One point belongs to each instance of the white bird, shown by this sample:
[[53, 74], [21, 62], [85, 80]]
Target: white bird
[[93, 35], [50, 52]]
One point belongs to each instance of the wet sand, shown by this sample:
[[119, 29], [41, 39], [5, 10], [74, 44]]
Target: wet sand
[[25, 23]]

• **Exercise**
Copy all the records above in full, requests included. Shift every coordinate in the answer point lists up by 42, and leave the sample point lists as they are.

• **Answer below**
One point belongs to each instance of the white bird, shown by this sample:
[[53, 74], [21, 62], [85, 80]]
Target: white bird
[[135, 77], [92, 94]]
One point belongs to each instance of the wet sand, shown by this sample:
[[119, 29], [41, 39], [5, 10], [74, 44]]
Target: wet sand
[[67, 65]]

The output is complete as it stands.